→ Available data
# # # #

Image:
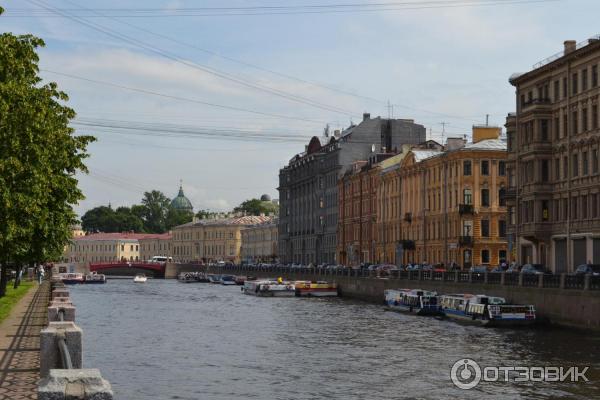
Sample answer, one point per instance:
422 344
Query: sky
222 102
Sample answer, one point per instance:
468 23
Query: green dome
181 202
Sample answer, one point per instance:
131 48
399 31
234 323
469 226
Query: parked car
584 269
534 269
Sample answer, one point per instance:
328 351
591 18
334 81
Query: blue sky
435 65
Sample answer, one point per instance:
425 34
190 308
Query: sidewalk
20 345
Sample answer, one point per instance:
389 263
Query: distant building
259 243
155 245
105 247
308 185
553 163
210 240
452 203
181 202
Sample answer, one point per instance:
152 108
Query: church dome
181 202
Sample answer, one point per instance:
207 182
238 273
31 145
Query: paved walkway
20 345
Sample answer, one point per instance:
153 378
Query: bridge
128 268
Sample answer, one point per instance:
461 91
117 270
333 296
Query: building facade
553 166
211 240
155 245
308 185
105 247
259 243
452 203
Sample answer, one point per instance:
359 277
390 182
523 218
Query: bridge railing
550 281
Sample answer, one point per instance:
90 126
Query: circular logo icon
465 374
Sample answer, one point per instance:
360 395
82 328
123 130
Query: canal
168 340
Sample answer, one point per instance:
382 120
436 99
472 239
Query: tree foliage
40 157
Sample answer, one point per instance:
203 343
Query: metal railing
550 281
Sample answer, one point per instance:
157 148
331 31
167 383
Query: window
544 129
485 167
502 228
545 170
485 256
485 197
485 228
467 168
467 196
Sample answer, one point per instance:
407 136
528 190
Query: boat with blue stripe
417 301
486 310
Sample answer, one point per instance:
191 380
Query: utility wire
203 68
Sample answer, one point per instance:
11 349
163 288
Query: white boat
486 310
269 288
418 301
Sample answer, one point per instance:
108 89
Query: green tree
40 157
257 207
156 206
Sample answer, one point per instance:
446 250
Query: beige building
553 162
259 243
155 245
211 240
105 247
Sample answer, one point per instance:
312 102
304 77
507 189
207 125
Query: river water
169 340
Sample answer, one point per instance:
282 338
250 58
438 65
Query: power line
203 68
275 10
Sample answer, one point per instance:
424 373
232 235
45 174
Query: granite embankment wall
559 299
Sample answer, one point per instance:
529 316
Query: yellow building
211 240
105 247
259 243
155 245
452 202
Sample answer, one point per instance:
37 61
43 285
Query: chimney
570 46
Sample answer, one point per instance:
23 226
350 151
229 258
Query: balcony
465 241
464 209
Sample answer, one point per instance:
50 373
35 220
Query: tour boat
227 280
316 289
418 301
94 278
486 310
269 288
71 278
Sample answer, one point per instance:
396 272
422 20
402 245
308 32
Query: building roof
181 202
421 155
118 236
488 144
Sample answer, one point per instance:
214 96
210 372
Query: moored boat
486 310
94 278
269 288
316 289
72 278
417 301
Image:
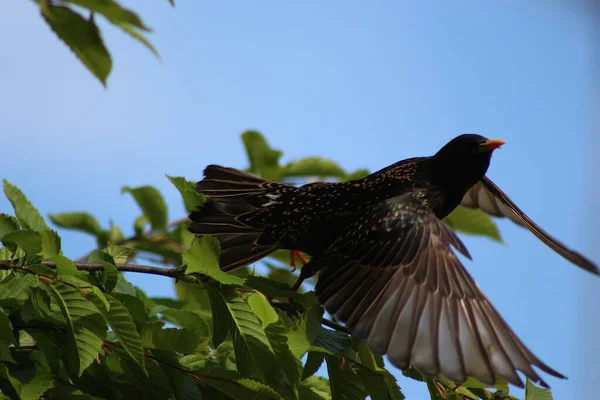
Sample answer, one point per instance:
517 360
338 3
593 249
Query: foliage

# # # #

Reproduce each entry precisely. Leave the pictures out.

→ Exercise solution
Image:
Sample answer, one point per instance:
422 344
Query: sky
222 102
Sample answer, one point per instance:
468 23
Query: green dome
181 202
Sample answer, one point per instance:
131 48
399 31
234 323
469 226
Query: parked car
584 269
534 269
Sample answer, one point per instance:
328 351
591 18
334 81
Query: blue sky
435 65
Sample answer, one point per instance:
425 34
190 308
Query: sidewalk
20 345
Sample answer, one point per instance:
389 263
Query: distant building
259 243
155 245
105 247
308 185
553 163
210 240
452 203
181 202
Sample answer, one point per instance:
152 108
Query: church dome
181 202
Sample answer, one point per instance:
207 182
238 273
31 145
Query: paved walkway
20 345
Sample answer, one point per instance:
153 378
Query: bridge
128 268
Sample answer, one point per instance:
461 91
117 270
333 296
Query: building facade
553 166
211 240
155 245
308 185
105 247
259 243
452 203
Sample answer, one point per instance:
359 277
390 182
523 218
Query: bridge railing
550 281
Sample answer, one point per instance:
90 126
Query: circular logo icon
465 374
Sample answer, one point per instance:
360 395
82 328
123 130
Query: canal
168 340
Sample answer, one point per instance:
382 120
436 99
472 239
Query: tree foliage
40 157
Sample answer, one point per instance:
203 343
Query: metal railing
550 281
Sample answer, one point per instance:
157 148
331 31
167 383
Query: window
544 129
485 167
502 228
545 170
485 256
485 197
485 228
467 168
467 196
Sample answer, one point per instance:
407 136
528 190
Query: boat with blue stripe
417 301
486 310
Sample answer, one point per instance:
191 380
Query: utility wire
203 68
Sample answer, one point per instance:
11 349
163 288
Query: white boat
486 310
269 288
418 301
Sample answer, one point per instance:
108 89
Query: green tree
40 157
257 207
156 206
Sample answer, one point per instance:
446 250
Query: beige building
553 162
259 243
155 245
211 240
105 247
Sample answer, one point per instance:
312 102
304 77
507 189
207 125
Query: river water
169 340
Sample answer, one point per instance:
282 338
250 58
438 65
Query: power line
203 68
275 10
Sample answer, one point per instance:
424 373
232 235
45 174
Query: granite embankment wall
559 299
Sample answer, one point per instance:
529 316
Query: yellow building
211 240
105 247
259 243
155 245
452 202
Sample answer, one point per instance:
37 61
43 285
Query: chimney
570 46
Sample answer, one point per instance:
23 226
350 151
229 258
Query: balcony
465 241
464 209
Sample answer, one point per instance:
50 373
35 220
Query: tour boat
227 280
316 289
418 301
94 278
486 310
269 288
71 278
Sample answer, one point per instance:
396 272
422 20
402 245
308 32
Query: building roof
181 202
421 155
118 236
488 144
Sample answer, one point per instance:
214 96
210 372
Query: moored boat
486 310
94 278
269 288
316 289
72 278
417 301
Image:
Sample answer, one point per instance:
517 360
338 3
593 249
Query: foliage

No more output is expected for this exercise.